The task:
Repeat the data in full. Drop every picture.

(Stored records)

Start of Block

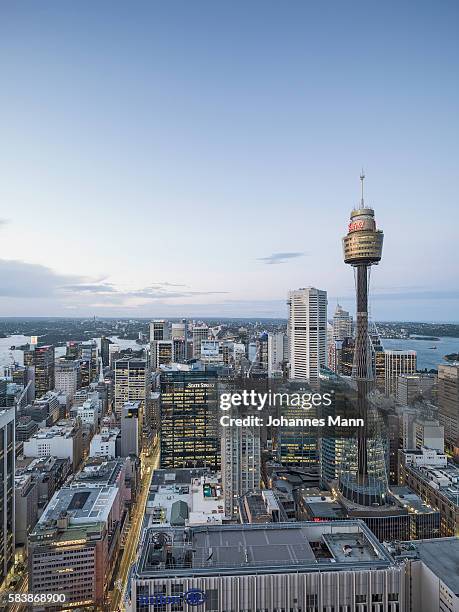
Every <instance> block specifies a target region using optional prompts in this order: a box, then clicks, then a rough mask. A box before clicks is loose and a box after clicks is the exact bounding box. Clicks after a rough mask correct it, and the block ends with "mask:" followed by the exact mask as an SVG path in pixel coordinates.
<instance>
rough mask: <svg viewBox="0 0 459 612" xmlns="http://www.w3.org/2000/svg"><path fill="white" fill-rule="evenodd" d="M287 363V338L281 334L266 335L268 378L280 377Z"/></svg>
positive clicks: (287, 348) (273, 333)
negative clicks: (267, 348) (267, 342)
mask: <svg viewBox="0 0 459 612" xmlns="http://www.w3.org/2000/svg"><path fill="white" fill-rule="evenodd" d="M287 361H288V338H287V334H284V333H283V332H278V333H269V334H268V378H274V377H276V376H279V375H282V372H283V367H284V364H285V363H286V362H287Z"/></svg>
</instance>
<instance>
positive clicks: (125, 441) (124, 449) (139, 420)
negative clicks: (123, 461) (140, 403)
mask: <svg viewBox="0 0 459 612" xmlns="http://www.w3.org/2000/svg"><path fill="white" fill-rule="evenodd" d="M141 423H142V408H141V404H140V402H126V403H125V404H124V405H123V407H122V409H121V457H127V456H128V455H139V454H140V448H141Z"/></svg>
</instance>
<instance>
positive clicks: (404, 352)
mask: <svg viewBox="0 0 459 612" xmlns="http://www.w3.org/2000/svg"><path fill="white" fill-rule="evenodd" d="M415 372H416V351H401V350H395V349H394V350H385V351H384V376H385V391H386V395H388V396H389V395H396V394H397V384H398V381H399V377H400V376H401V375H402V374H414V373H415Z"/></svg>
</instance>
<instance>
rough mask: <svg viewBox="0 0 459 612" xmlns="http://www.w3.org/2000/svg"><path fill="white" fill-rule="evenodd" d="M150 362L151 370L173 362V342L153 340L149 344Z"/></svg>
mask: <svg viewBox="0 0 459 612" xmlns="http://www.w3.org/2000/svg"><path fill="white" fill-rule="evenodd" d="M150 361H151V367H152V369H153V370H156V369H157V368H159V367H160V366H161V365H165V364H168V363H172V362H173V361H174V341H173V340H154V341H153V342H151V344H150Z"/></svg>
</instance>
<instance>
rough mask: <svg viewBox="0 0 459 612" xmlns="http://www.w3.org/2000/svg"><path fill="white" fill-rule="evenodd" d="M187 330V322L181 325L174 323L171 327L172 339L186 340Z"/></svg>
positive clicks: (183, 321)
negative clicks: (186, 333) (186, 325)
mask: <svg viewBox="0 0 459 612" xmlns="http://www.w3.org/2000/svg"><path fill="white" fill-rule="evenodd" d="M185 330H186V322H185V321H181V322H180V323H172V327H171V338H172V339H174V338H184V337H185Z"/></svg>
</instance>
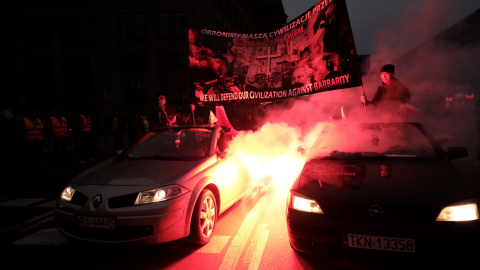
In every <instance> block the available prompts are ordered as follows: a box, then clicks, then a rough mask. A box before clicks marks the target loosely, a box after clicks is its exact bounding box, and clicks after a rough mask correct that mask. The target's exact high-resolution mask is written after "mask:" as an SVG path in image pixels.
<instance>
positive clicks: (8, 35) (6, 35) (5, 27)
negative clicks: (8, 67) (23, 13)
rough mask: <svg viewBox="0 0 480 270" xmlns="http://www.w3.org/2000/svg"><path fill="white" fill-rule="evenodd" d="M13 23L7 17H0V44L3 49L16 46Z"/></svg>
mask: <svg viewBox="0 0 480 270" xmlns="http://www.w3.org/2000/svg"><path fill="white" fill-rule="evenodd" d="M13 39H14V34H13V22H12V21H11V19H9V18H7V17H0V40H2V42H1V43H0V46H1V47H13V46H14V44H15V43H14V40H13Z"/></svg>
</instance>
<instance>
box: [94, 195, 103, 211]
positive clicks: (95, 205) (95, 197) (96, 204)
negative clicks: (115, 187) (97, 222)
mask: <svg viewBox="0 0 480 270" xmlns="http://www.w3.org/2000/svg"><path fill="white" fill-rule="evenodd" d="M92 203H93V207H95V208H98V206H100V204H101V203H102V195H100V194H98V195H97V196H95V197H94V198H93V199H92Z"/></svg>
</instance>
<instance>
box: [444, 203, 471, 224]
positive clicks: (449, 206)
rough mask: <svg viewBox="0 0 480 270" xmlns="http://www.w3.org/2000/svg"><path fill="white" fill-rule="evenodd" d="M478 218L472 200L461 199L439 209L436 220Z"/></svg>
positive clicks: (445, 220) (462, 220) (467, 218)
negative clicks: (453, 204)
mask: <svg viewBox="0 0 480 270" xmlns="http://www.w3.org/2000/svg"><path fill="white" fill-rule="evenodd" d="M478 218H479V217H478V207H477V204H476V203H475V202H472V201H463V202H459V203H456V204H454V205H449V206H447V207H444V208H443V209H442V211H440V214H439V215H438V217H437V221H469V220H477V219H478Z"/></svg>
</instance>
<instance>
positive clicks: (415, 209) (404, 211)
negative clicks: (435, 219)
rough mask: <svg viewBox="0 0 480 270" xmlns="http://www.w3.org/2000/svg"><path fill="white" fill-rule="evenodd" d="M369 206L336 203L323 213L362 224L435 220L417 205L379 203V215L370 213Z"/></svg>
mask: <svg viewBox="0 0 480 270" xmlns="http://www.w3.org/2000/svg"><path fill="white" fill-rule="evenodd" d="M370 207H371V205H367V204H356V205H342V206H340V205H337V206H336V207H334V208H331V209H328V210H329V211H327V209H325V213H326V214H327V216H329V217H330V218H331V219H333V220H337V221H344V222H356V223H364V224H385V225H402V226H408V225H412V226H418V225H422V224H428V223H430V222H431V221H432V220H435V217H432V215H431V213H430V212H429V211H425V209H422V208H420V207H418V206H411V207H409V206H408V205H404V206H402V207H399V206H398V204H396V205H389V204H385V205H381V207H382V209H383V213H382V214H381V215H379V216H374V215H373V214H372V213H370V211H369V209H370Z"/></svg>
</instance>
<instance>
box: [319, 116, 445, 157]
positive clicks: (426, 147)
mask: <svg viewBox="0 0 480 270" xmlns="http://www.w3.org/2000/svg"><path fill="white" fill-rule="evenodd" d="M435 155H436V151H435V149H434V147H433V145H432V144H431V143H430V141H429V139H428V137H426V136H425V134H424V133H423V132H422V131H421V130H420V129H419V128H418V127H417V126H416V125H414V124H408V123H390V124H361V125H355V126H353V125H329V126H326V127H324V128H323V130H322V132H321V133H320V135H319V137H318V139H317V141H316V142H315V144H314V145H313V147H312V149H311V155H310V156H311V157H314V158H331V159H343V158H367V157H380V156H381V157H407V158H408V157H433V156H435Z"/></svg>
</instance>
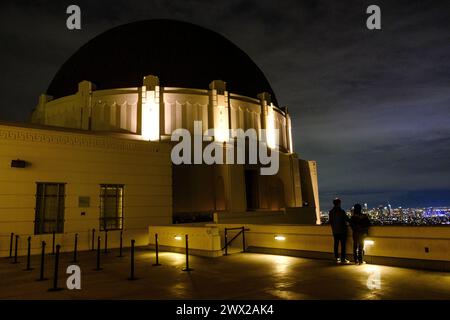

End of Block

Answer to this exercise:
Every <instance> block specifies a target region using optional prompts in this order: a box, then clicks, then a rough mask. A box before clicks is loose and a box after clicks is the exact bounding box. Clicks after a rough mask correct it, and the block ends with "mask:" followed by the exact mask as an SVG path in pixel coordinates.
<instance>
rough mask: <svg viewBox="0 0 459 612" xmlns="http://www.w3.org/2000/svg"><path fill="white" fill-rule="evenodd" d="M287 363V338L281 334L266 335L268 378L280 377Z"/></svg>
positive clicks: (287, 348) (273, 333)
negative clicks: (267, 348) (267, 342)
mask: <svg viewBox="0 0 459 612" xmlns="http://www.w3.org/2000/svg"><path fill="white" fill-rule="evenodd" d="M287 361H288V338H287V334H284V333H283V332H278V333H269V334H268V378H274V377H276V376H279V375H282V372H283V367H284V364H285V363H286V362H287Z"/></svg>
</instance>
<instance>
positive clicks: (125, 441) (124, 449) (139, 420)
negative clicks: (123, 461) (140, 403)
mask: <svg viewBox="0 0 459 612" xmlns="http://www.w3.org/2000/svg"><path fill="white" fill-rule="evenodd" d="M141 423H142V408H141V404H140V402H126V403H125V404H124V405H123V407H122V409H121V457H127V456H128V455H139V454H140V448H141Z"/></svg>
</instance>
<instance>
positive clicks: (404, 352)
mask: <svg viewBox="0 0 459 612" xmlns="http://www.w3.org/2000/svg"><path fill="white" fill-rule="evenodd" d="M415 372H416V351H401V350H395V349H394V350H385V351H384V376H385V391H386V395H388V396H389V395H396V394H397V384H398V381H399V377H400V376H401V375H402V374H414V373H415Z"/></svg>
</instance>
<instance>
rough mask: <svg viewBox="0 0 459 612" xmlns="http://www.w3.org/2000/svg"><path fill="white" fill-rule="evenodd" d="M150 362L151 370L173 362V342L153 340L149 344Z"/></svg>
mask: <svg viewBox="0 0 459 612" xmlns="http://www.w3.org/2000/svg"><path fill="white" fill-rule="evenodd" d="M150 361H151V367H152V369H153V370H156V369H157V368H159V367H160V366H161V365H165V364H168V363H172V362H173V361H174V341H173V340H154V341H153V342H151V344H150Z"/></svg>
</instance>
<instance>
rough mask: <svg viewBox="0 0 459 612" xmlns="http://www.w3.org/2000/svg"><path fill="white" fill-rule="evenodd" d="M187 330V322L181 325L174 323L171 327L172 339L186 340Z"/></svg>
positive clicks: (183, 321)
negative clicks: (186, 333) (186, 325)
mask: <svg viewBox="0 0 459 612" xmlns="http://www.w3.org/2000/svg"><path fill="white" fill-rule="evenodd" d="M185 330H186V322H185V321H181V322H180V323H172V327H171V338H172V339H174V338H184V337H185Z"/></svg>
</instance>
In every <instance> block the available prompts are ordered as follows: a box, then clicks, then a rough mask. A box before clicks marks the target loosely, a box after clicks is its exact bounding box, and clicks after a rough mask correct that mask. The target's exact high-resolution mask is written after "mask:" as an SVG path in image pixels.
<instance>
positive clicks: (8, 35) (6, 35) (5, 27)
negative clicks: (8, 67) (23, 13)
rough mask: <svg viewBox="0 0 480 270" xmlns="http://www.w3.org/2000/svg"><path fill="white" fill-rule="evenodd" d="M13 23L7 17H0V44L3 49L16 46Z"/></svg>
mask: <svg viewBox="0 0 480 270" xmlns="http://www.w3.org/2000/svg"><path fill="white" fill-rule="evenodd" d="M13 39H14V34H13V22H12V21H11V19H9V18H7V17H0V40H2V42H1V43H0V46H1V47H13V46H14V44H15V43H14V40H13Z"/></svg>
</instance>
<instance>
box: [94, 195, 103, 211]
positive clicks: (95, 205) (95, 197) (96, 204)
negative clicks: (115, 187) (97, 222)
mask: <svg viewBox="0 0 480 270" xmlns="http://www.w3.org/2000/svg"><path fill="white" fill-rule="evenodd" d="M92 203H93V207H95V208H98V206H100V204H101V203H102V195H100V194H98V195H97V196H95V197H94V198H93V199H92Z"/></svg>
</instance>
<instance>
box: [444, 203, 471, 224]
positive clicks: (449, 206)
rough mask: <svg viewBox="0 0 480 270" xmlns="http://www.w3.org/2000/svg"><path fill="white" fill-rule="evenodd" d="M478 218L472 200L461 199L439 209L436 220Z"/></svg>
positive clicks: (445, 220) (462, 220) (467, 218)
negative clicks: (453, 204)
mask: <svg viewBox="0 0 480 270" xmlns="http://www.w3.org/2000/svg"><path fill="white" fill-rule="evenodd" d="M478 218H479V217H478V207H477V204H476V203H475V202H472V201H463V202H459V203H456V204H454V205H449V206H447V207H444V208H443V209H442V211H440V214H439V215H438V217H437V221H469V220H477V219H478Z"/></svg>
</instance>
<instance>
positive clicks: (415, 209) (404, 211)
negative clicks: (435, 219)
rough mask: <svg viewBox="0 0 480 270" xmlns="http://www.w3.org/2000/svg"><path fill="white" fill-rule="evenodd" d="M369 206L336 203L323 213L362 224L435 220L417 205L379 203V215L370 213Z"/></svg>
mask: <svg viewBox="0 0 480 270" xmlns="http://www.w3.org/2000/svg"><path fill="white" fill-rule="evenodd" d="M370 207H371V205H367V204H356V205H342V206H340V205H337V206H336V207H334V208H331V209H328V210H329V211H327V209H325V213H326V214H327V216H329V217H330V218H331V219H333V220H337V221H344V222H356V223H364V224H385V225H402V226H408V225H412V226H418V225H422V224H428V223H430V222H431V221H432V220H435V217H432V215H431V213H430V212H429V211H425V209H422V208H420V207H418V206H411V207H409V206H408V205H404V206H402V207H399V206H398V204H396V205H389V204H385V205H381V207H382V209H383V213H382V214H381V215H379V216H374V215H373V214H372V213H370V211H369V209H370Z"/></svg>
</instance>
<instance>
box: [319, 116, 445, 157]
positive clicks: (426, 147)
mask: <svg viewBox="0 0 480 270" xmlns="http://www.w3.org/2000/svg"><path fill="white" fill-rule="evenodd" d="M435 155H436V151H435V149H434V147H433V145H432V144H431V143H430V141H429V139H428V137H426V136H425V134H424V133H423V132H422V131H421V130H420V129H419V128H418V127H417V126H416V125H414V124H408V123H390V124H361V125H355V126H353V125H329V126H326V127H324V128H323V130H322V132H321V133H320V135H319V137H318V139H317V141H316V142H315V144H314V145H313V147H312V149H311V155H310V156H311V157H314V158H331V159H343V158H367V157H380V156H381V157H407V158H408V157H433V156H435Z"/></svg>
</instance>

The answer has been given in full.